◆ FRAGMENTO DE LECTURA ◆
Existe un cuadro muy famoso exhibido en el Museo del Prado de Madrid, pequeño en tamaño si se lo compara con "El jardín de las delicias" que reposa a su derecha. Se trata de la "Extracción de la piedra de la locura" de El Bosco. El óleo sobre tabla representa una escena medieval muy singular, una suerte de operación quirúrgica (craneotomía) que procuraba extirpar la piedra que ocasionaba la locura del hombre. Ya en nuestros días, un catedrático de la facultad de psicología de la Universidad de Barcelona observa que el cuadro en cuestión figura una agudeza notable para los tiempos medievales, a saber, que la etiología de la locura se localiza en el órgano cerebral.

◆ DATOS PROPORCIONADOS ◆
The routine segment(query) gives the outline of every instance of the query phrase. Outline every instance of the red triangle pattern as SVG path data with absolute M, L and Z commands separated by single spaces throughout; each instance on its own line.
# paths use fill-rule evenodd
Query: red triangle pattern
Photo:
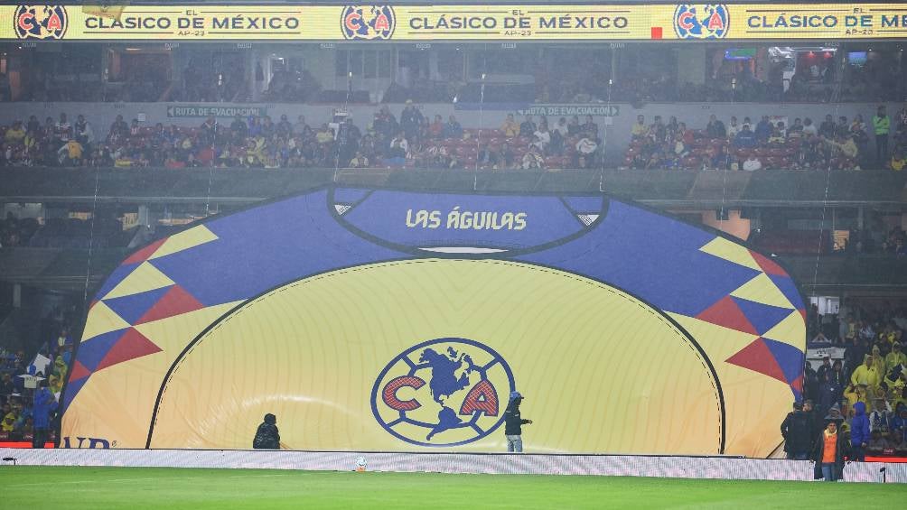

==

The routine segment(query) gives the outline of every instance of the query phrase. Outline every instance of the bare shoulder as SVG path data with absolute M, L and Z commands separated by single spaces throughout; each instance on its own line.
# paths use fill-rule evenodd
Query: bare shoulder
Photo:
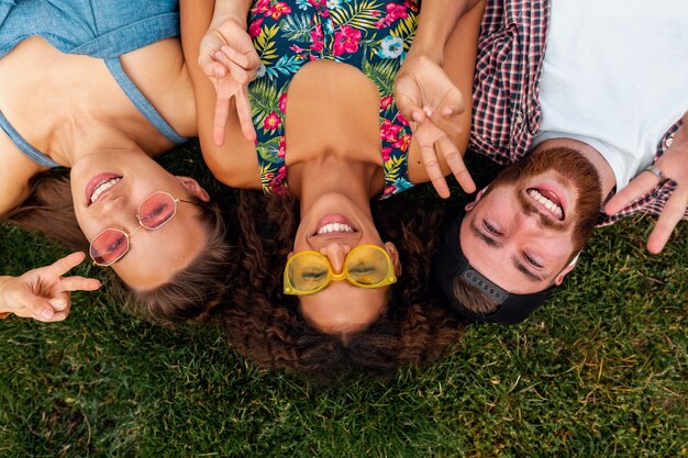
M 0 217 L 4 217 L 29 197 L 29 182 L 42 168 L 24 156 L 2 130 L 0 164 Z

◆ LISTA DE ACTIVIDADES ◆
a - Según el fragmento sobre el cuadro de El Bosco, ¿qué obra reposa a la derecha de la "Extracción de la piedra de la locura" en el Museo del Prado?
b - Escribe una continuación del fragmento sobre el cuadro de El Bosco que comience después de su última oración.

◆ RESPUESTAS ◆
a - "El jardín de las delicias".

b -
Sin embargo, no es claro que los medievales estuviesen muy preocupados por el cerebro, tal como testimonia la obra de Bartolomeo Ánglico, quien en 1556 afirmó que un bebe "no puede hablar bien ni formar sus palabras perfectamente, ya que no tiene todavía sus dientes bien dispuestos y consolidados". Para el autor la facultad de hablar se reduce a la disposición anatómica de los dientes, sin necesidad de distinguir entre el aparato fonatorio y la capacidad abstracta del simbolismo. En cambio, sí es claro que el cerebro fascina a los modernos.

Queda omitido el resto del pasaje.